[START OF SOURCE DATA]
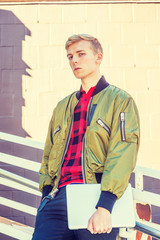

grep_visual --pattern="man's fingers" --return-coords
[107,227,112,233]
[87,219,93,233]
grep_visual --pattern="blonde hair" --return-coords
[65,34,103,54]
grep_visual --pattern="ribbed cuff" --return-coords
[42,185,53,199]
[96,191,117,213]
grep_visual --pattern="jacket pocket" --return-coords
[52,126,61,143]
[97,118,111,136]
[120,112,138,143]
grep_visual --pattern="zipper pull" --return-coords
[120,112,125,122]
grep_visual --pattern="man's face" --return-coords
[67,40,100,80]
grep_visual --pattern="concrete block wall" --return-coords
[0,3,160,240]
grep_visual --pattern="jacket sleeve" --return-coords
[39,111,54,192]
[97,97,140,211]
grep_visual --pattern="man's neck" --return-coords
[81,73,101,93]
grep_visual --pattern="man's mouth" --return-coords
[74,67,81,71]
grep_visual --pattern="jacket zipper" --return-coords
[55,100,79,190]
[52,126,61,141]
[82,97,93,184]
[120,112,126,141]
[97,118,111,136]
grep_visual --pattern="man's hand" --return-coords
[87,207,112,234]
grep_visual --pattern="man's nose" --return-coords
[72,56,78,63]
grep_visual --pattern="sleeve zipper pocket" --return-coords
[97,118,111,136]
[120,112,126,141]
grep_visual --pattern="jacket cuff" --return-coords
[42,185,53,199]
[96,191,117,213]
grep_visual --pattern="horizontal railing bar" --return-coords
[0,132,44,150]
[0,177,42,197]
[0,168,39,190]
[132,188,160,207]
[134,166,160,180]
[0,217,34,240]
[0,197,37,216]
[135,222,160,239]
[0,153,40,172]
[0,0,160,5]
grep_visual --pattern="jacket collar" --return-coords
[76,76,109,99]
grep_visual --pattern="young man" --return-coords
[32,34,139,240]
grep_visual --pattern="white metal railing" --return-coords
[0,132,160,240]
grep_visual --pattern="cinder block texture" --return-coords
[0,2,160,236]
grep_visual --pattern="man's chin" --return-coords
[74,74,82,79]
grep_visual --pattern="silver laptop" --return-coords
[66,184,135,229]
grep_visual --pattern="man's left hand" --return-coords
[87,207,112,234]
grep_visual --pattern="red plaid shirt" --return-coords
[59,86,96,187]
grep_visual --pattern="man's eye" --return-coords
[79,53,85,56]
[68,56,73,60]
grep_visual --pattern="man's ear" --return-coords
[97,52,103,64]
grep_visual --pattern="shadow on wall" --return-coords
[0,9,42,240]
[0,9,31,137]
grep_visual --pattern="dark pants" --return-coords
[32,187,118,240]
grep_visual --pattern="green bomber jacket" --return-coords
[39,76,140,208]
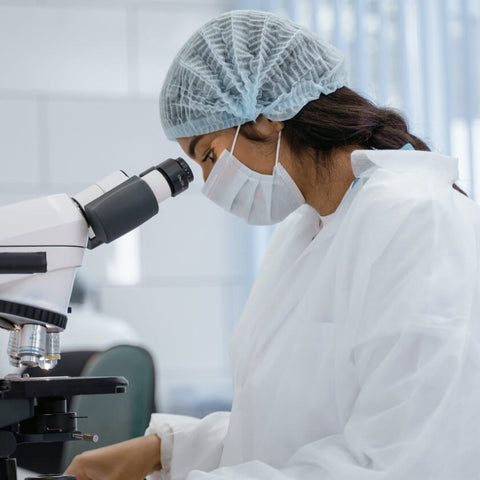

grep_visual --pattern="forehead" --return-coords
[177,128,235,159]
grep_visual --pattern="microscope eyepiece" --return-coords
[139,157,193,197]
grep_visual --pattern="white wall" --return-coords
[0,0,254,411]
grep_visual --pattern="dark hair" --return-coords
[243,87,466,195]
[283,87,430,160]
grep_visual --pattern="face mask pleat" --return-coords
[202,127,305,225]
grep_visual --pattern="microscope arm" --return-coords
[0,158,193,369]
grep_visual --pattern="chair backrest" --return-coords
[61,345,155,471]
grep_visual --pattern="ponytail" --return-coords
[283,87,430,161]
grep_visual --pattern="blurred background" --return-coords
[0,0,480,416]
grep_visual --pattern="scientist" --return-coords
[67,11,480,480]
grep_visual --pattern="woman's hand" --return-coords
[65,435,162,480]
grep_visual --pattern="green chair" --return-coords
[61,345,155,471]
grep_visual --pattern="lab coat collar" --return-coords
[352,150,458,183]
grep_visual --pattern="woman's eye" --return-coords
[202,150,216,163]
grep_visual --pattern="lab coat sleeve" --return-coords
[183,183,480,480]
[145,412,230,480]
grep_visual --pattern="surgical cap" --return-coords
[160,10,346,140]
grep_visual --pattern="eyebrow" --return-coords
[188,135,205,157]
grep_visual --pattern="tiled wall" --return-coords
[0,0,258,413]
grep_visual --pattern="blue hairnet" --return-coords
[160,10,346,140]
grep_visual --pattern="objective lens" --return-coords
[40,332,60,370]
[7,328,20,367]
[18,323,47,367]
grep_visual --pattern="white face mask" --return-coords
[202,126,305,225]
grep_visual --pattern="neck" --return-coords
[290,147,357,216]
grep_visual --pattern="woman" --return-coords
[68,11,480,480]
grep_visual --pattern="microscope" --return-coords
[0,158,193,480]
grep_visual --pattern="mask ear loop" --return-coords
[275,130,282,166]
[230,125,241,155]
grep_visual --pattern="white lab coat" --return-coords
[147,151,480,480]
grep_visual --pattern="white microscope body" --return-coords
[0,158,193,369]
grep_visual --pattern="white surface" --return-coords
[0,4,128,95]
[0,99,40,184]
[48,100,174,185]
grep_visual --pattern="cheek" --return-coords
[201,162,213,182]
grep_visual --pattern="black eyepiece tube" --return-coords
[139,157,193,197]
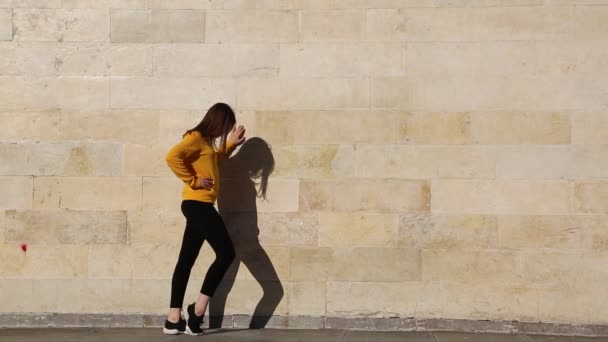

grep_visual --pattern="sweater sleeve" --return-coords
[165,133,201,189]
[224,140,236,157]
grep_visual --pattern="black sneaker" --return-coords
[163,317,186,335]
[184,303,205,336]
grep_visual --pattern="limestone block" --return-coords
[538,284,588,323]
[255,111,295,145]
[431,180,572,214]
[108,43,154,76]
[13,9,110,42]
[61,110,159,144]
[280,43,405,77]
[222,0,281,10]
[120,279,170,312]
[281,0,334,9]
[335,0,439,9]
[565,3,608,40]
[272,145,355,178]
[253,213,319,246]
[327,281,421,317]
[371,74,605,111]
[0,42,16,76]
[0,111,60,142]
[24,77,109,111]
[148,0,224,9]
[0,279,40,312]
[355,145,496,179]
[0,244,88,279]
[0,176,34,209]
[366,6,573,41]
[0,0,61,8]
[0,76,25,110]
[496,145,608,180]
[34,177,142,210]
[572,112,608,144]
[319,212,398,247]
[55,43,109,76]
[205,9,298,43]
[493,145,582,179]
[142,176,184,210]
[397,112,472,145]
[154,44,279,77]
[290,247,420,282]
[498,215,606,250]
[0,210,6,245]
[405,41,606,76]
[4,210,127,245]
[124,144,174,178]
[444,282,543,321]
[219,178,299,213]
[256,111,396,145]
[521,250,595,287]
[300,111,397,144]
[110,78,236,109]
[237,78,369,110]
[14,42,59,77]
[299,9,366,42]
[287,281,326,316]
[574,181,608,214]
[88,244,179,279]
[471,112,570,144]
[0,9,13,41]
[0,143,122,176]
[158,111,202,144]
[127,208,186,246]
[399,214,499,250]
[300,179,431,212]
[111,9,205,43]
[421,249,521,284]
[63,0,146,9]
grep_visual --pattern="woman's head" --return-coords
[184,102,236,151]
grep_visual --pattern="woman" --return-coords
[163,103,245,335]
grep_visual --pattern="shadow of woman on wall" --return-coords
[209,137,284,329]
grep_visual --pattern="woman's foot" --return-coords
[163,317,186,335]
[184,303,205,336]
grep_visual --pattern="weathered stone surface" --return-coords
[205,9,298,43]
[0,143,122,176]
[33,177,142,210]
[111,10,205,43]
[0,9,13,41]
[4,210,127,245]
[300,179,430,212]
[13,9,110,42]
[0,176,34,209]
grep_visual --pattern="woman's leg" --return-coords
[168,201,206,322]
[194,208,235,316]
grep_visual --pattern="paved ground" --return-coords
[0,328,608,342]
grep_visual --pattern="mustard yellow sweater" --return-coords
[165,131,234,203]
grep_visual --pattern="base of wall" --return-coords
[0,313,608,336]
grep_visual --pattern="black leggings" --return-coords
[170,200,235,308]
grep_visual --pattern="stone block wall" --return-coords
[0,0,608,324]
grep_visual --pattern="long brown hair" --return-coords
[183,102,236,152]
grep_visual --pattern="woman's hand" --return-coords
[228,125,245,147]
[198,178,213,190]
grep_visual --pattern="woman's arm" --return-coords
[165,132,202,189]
[END OF SOURCE DATA]
Scale up everything from the first of the items down to the line containing "[97,97,140,211]", both ends included. Repeat those lines with the requests unchanged, and multiply every box coordinate in the answers by 1.8, rounding to whole numbers with halves rounded up. Leave the pictures out.

*CORRECT ANSWER*:
grep_visual --pattern="man's fingers" --return-coords
[193,409,202,419]
[157,394,167,419]
grep_visual --pattern="blonde hair" --return-coords
[117,61,185,97]
grep_visual --pattern="ribbed cuff" --return-coords
[76,333,95,358]
[173,344,211,383]
grep_visual --pattern="jacket pocket" --return-coords
[94,227,110,257]
[175,212,200,245]
[216,202,248,257]
grep_visual --pattern="zipper pull" --return-coords
[216,202,225,220]
grep_visual --pattern="man's face" --return-coords
[121,72,180,144]
grep_visual --pattern="concrete block wall" --return-coords
[0,5,288,432]
grep_visual --pattern="jacket sleeve" --return-coords
[70,200,97,346]
[175,175,252,380]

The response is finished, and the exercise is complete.